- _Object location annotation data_
———

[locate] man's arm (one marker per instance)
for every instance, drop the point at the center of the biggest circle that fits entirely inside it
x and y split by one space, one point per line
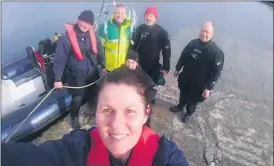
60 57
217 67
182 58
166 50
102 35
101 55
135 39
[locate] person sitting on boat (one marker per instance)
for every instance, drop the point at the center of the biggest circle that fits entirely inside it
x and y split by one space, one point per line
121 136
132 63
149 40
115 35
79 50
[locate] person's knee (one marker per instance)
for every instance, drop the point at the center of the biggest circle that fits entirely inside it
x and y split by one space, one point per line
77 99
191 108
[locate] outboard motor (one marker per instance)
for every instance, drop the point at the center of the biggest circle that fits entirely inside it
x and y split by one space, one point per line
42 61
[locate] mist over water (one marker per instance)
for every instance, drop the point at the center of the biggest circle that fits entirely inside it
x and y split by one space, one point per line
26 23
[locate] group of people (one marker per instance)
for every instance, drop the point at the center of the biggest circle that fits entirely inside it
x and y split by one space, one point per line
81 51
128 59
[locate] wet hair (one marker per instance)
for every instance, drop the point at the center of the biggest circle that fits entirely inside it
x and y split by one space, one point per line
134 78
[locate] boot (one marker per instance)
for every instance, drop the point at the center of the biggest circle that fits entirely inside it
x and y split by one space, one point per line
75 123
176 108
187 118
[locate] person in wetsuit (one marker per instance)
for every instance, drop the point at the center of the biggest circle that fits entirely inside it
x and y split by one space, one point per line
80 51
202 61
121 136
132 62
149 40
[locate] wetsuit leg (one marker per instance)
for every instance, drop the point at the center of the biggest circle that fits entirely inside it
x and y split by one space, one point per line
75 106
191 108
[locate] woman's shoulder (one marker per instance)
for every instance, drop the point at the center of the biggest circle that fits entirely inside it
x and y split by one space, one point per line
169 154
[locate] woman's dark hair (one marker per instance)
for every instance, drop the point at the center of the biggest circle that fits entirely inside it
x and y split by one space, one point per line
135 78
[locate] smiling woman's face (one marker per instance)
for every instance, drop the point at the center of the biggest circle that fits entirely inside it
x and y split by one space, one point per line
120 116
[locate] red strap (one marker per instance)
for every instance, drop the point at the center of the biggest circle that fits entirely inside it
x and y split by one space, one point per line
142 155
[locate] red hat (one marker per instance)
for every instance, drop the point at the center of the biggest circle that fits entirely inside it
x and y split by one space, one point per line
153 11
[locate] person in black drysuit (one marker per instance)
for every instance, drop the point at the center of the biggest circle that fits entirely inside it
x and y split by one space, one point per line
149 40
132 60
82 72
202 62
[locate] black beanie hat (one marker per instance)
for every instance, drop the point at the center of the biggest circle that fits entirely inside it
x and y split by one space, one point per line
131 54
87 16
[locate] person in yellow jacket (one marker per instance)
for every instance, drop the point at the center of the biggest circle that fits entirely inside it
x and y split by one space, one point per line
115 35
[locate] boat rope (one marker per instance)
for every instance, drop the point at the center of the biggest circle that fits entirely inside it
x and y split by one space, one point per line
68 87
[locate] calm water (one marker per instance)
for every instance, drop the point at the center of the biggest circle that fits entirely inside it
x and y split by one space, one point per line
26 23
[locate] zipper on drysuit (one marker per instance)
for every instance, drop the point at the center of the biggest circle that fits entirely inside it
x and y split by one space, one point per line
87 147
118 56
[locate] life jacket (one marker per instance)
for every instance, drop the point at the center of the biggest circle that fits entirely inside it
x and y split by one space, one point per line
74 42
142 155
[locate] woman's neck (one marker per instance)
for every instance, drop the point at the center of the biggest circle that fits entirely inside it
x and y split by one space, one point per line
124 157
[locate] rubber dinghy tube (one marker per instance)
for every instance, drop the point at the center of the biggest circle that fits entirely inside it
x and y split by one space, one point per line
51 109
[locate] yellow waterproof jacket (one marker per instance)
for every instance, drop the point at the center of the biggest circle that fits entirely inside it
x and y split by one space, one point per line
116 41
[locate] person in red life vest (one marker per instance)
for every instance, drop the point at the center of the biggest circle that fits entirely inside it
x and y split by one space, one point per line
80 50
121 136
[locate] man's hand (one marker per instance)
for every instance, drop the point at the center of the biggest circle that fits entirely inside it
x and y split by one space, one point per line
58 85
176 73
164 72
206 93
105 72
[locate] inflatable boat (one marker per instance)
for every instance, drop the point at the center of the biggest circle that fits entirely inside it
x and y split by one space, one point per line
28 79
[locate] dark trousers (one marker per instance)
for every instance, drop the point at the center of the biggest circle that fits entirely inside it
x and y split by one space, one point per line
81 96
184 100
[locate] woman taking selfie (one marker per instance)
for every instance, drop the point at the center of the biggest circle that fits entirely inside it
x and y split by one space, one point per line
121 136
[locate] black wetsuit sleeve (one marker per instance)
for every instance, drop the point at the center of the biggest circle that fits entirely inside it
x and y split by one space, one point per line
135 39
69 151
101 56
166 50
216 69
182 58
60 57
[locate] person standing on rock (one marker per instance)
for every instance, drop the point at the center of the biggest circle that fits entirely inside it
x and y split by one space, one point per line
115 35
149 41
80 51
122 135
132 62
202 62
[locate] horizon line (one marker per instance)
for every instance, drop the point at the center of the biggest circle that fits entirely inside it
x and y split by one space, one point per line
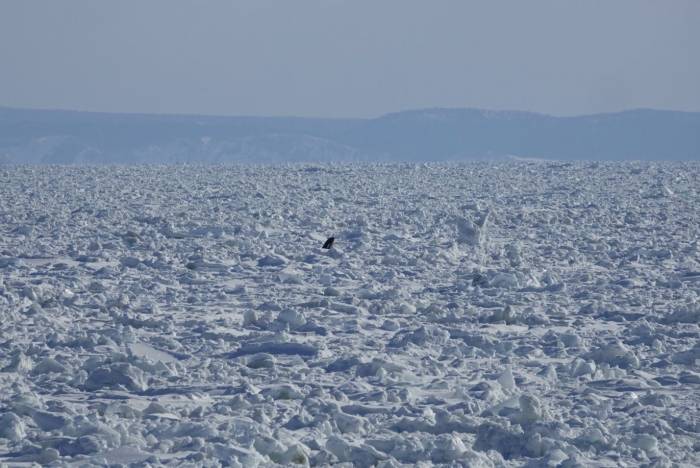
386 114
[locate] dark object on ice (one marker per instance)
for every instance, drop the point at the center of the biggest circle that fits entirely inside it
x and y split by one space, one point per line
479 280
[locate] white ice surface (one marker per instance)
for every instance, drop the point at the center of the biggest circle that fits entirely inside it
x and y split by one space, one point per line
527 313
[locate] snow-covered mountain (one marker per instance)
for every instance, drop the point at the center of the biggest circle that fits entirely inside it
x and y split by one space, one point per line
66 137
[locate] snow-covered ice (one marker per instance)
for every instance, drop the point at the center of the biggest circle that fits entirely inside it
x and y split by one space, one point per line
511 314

———

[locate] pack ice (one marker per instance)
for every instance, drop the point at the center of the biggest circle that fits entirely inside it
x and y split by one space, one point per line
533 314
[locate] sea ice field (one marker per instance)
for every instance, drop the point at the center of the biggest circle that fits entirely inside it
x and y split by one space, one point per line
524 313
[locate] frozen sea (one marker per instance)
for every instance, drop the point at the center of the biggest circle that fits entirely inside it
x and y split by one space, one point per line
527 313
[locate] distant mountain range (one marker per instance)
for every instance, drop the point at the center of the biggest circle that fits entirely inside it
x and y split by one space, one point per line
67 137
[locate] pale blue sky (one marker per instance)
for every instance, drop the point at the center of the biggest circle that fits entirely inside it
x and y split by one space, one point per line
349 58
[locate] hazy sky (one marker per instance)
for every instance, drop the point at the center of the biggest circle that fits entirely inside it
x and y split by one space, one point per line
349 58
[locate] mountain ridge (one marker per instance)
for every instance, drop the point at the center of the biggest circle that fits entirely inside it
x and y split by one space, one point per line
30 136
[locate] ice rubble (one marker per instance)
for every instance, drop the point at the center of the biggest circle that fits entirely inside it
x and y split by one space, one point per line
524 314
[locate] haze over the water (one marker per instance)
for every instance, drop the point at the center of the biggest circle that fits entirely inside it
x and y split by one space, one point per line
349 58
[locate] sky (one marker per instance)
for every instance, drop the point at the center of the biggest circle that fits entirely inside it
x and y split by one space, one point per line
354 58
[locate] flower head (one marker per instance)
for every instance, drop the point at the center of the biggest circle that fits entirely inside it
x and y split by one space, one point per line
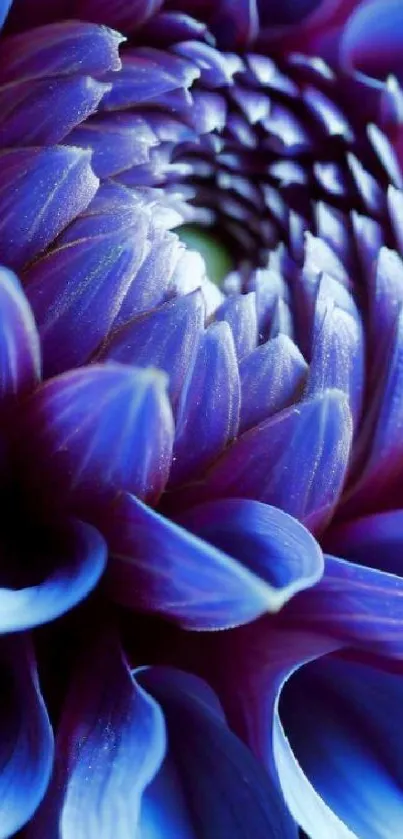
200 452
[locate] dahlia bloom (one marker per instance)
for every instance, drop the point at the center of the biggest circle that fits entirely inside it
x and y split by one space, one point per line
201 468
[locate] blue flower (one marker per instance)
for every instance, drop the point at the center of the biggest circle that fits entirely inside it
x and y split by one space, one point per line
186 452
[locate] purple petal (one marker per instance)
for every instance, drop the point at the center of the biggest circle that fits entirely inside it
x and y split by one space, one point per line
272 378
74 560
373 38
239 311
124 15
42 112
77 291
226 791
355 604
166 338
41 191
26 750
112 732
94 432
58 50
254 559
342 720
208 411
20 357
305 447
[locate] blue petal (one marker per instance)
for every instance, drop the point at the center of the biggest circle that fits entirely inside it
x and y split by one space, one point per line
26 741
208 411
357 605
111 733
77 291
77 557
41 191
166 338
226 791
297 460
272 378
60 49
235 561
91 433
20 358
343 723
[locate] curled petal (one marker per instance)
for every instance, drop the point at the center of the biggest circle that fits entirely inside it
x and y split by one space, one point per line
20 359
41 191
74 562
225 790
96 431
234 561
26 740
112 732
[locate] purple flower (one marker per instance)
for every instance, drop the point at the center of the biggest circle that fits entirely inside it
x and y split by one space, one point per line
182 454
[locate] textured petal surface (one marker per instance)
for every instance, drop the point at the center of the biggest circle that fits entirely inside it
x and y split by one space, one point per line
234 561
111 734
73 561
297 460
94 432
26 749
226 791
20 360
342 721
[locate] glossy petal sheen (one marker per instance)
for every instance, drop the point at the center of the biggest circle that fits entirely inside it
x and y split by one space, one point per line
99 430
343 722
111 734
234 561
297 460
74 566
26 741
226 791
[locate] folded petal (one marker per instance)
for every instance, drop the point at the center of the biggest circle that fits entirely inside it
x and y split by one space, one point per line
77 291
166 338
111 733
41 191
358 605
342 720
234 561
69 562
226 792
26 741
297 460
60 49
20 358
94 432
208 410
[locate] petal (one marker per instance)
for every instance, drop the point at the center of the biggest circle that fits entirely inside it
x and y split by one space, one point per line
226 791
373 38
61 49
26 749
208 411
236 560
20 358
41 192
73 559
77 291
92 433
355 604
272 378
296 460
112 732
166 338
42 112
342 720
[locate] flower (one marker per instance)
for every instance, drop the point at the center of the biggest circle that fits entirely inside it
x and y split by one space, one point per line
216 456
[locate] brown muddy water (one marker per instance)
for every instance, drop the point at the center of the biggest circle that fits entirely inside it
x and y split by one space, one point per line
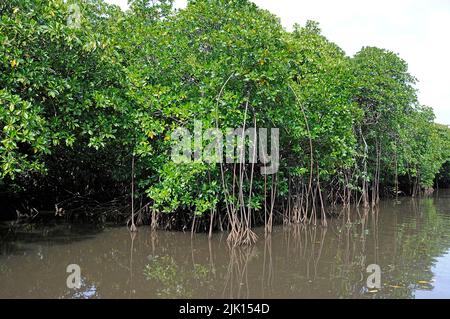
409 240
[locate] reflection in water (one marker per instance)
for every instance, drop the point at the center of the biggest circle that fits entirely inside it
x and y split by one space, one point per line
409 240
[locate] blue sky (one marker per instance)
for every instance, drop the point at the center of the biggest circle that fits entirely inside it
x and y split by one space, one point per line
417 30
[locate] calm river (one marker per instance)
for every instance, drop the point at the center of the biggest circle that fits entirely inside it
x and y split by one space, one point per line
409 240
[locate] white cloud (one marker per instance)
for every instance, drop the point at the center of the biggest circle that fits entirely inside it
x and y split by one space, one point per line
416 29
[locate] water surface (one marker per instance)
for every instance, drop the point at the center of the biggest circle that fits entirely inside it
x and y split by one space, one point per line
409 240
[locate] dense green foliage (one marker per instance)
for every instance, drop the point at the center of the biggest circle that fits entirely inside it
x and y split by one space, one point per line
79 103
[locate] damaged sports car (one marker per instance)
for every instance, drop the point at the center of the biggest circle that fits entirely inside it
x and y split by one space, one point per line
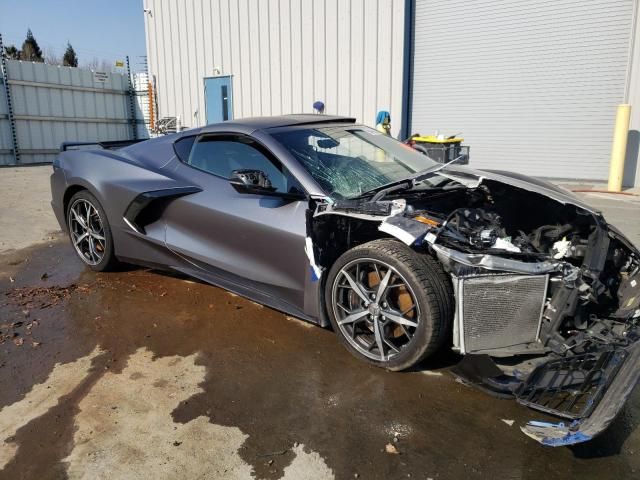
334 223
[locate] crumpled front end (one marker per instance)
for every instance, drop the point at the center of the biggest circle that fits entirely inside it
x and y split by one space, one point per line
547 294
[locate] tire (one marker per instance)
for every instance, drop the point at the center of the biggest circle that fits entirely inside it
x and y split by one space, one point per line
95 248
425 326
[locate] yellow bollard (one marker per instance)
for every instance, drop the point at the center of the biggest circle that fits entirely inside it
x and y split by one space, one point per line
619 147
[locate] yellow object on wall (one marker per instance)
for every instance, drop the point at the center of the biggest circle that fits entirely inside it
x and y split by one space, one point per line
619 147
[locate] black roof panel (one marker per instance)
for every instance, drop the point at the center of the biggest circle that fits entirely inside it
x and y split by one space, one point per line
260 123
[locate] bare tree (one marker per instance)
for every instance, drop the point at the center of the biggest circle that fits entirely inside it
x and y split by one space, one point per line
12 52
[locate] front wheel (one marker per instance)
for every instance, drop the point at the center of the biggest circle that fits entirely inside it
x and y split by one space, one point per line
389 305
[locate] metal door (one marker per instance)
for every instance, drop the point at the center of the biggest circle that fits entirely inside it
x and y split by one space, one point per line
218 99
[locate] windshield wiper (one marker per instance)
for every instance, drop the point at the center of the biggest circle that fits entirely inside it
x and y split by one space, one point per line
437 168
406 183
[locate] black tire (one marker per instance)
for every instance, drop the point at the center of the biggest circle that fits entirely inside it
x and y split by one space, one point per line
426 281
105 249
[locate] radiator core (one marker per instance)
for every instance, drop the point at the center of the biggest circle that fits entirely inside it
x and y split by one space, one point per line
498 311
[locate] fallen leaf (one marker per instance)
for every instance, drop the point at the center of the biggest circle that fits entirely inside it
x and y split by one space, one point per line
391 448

———

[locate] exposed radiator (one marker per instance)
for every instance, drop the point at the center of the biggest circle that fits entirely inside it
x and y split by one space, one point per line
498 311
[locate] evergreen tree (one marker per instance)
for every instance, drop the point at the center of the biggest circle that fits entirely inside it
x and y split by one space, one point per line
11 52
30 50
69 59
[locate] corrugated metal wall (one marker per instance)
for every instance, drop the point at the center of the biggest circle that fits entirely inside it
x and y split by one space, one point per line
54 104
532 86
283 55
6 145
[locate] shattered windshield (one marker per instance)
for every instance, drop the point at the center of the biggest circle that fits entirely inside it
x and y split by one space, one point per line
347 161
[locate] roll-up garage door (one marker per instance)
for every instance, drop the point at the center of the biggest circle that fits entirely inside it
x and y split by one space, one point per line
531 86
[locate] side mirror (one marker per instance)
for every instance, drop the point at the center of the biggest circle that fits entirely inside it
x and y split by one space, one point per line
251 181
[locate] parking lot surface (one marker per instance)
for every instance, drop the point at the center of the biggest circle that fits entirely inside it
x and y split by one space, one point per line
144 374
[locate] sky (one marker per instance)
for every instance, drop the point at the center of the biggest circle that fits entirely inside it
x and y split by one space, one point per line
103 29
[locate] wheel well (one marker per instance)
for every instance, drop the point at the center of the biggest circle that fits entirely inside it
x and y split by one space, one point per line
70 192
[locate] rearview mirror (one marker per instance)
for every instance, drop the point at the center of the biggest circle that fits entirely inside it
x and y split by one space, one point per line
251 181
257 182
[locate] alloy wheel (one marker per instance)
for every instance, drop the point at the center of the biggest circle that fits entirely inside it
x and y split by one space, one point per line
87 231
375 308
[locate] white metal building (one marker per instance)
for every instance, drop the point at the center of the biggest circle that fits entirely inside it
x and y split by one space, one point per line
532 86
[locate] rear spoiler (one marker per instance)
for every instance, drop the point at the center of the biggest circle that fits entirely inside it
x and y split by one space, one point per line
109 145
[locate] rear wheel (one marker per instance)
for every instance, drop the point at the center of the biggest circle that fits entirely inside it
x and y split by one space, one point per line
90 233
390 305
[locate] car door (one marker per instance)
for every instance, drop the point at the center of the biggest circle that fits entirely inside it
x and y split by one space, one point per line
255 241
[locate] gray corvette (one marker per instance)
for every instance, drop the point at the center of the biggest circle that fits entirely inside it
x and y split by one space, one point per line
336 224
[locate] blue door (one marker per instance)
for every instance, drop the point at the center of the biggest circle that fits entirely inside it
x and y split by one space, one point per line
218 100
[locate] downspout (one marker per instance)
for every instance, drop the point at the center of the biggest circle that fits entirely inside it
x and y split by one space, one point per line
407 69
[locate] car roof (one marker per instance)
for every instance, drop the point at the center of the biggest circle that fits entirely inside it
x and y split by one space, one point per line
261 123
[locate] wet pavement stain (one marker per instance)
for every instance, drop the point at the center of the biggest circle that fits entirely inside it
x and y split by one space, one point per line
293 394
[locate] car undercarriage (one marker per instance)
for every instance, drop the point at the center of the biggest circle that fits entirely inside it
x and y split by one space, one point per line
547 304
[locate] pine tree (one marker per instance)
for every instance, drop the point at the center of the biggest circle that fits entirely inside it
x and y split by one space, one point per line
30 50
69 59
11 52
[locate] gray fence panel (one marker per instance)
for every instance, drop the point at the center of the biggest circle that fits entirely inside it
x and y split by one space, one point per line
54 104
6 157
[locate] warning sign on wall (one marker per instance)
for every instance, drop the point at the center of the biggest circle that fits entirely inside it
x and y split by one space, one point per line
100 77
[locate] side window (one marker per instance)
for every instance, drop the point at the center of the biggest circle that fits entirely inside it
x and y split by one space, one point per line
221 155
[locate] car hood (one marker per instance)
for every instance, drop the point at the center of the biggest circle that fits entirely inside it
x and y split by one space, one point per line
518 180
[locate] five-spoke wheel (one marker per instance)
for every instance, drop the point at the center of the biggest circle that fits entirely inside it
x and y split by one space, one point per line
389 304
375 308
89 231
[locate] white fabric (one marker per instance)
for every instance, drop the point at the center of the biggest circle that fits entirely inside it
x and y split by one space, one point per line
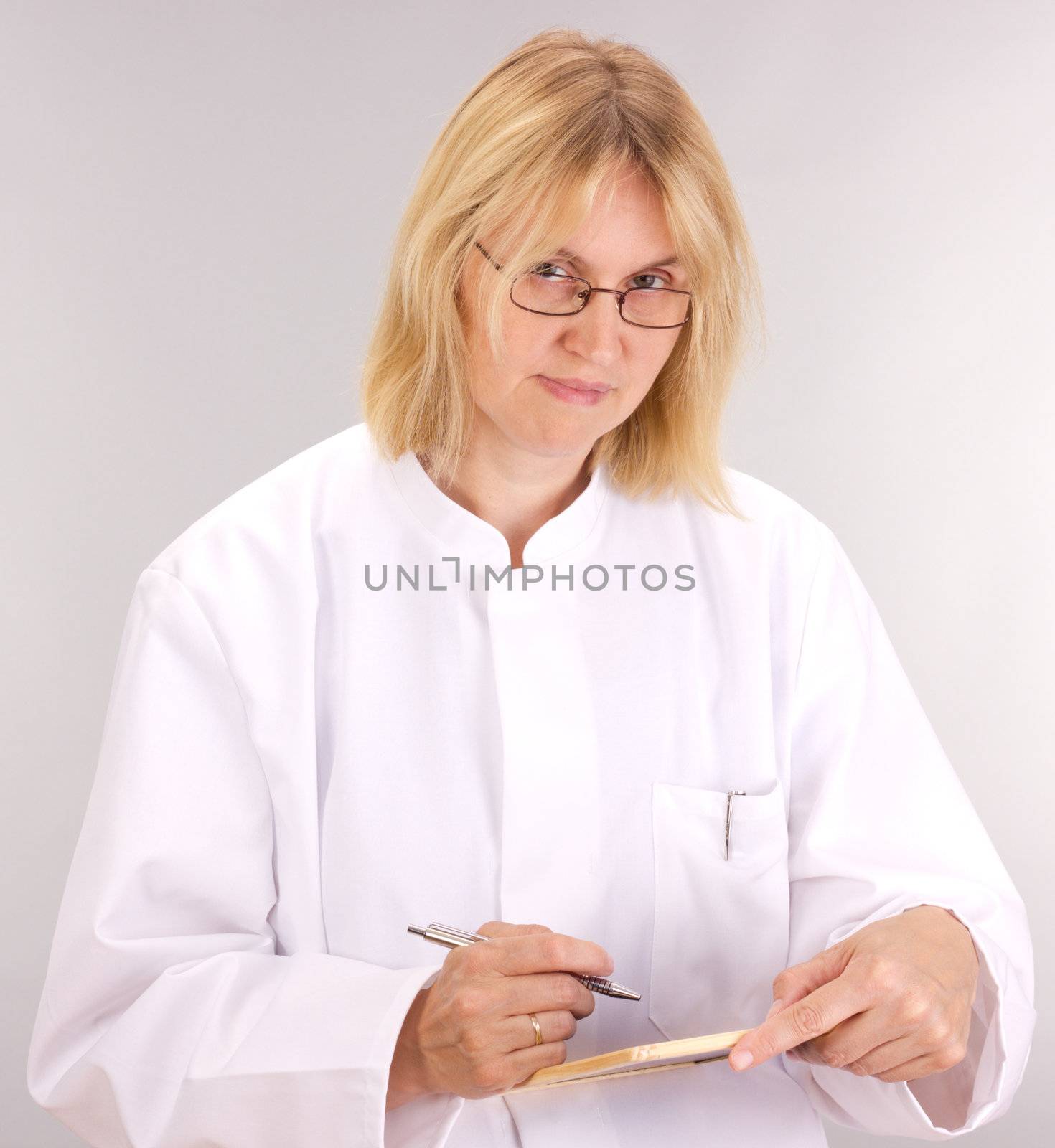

———

Gather every line from the records above that contains the string "petal" and reproduce each one.

- _RESULT OF THE EXERCISE_
[locate] purple petal (one marker per instance)
[locate] blue petal (one marker per instance)
[locate] curled petal (one marker per instance)
[locate] textured petal surface (one marker per instance)
[locate] glossy petal sheen (one marker per instance)
[locate] folded petal (one marker per instance)
[locate] petal (one marker per instance)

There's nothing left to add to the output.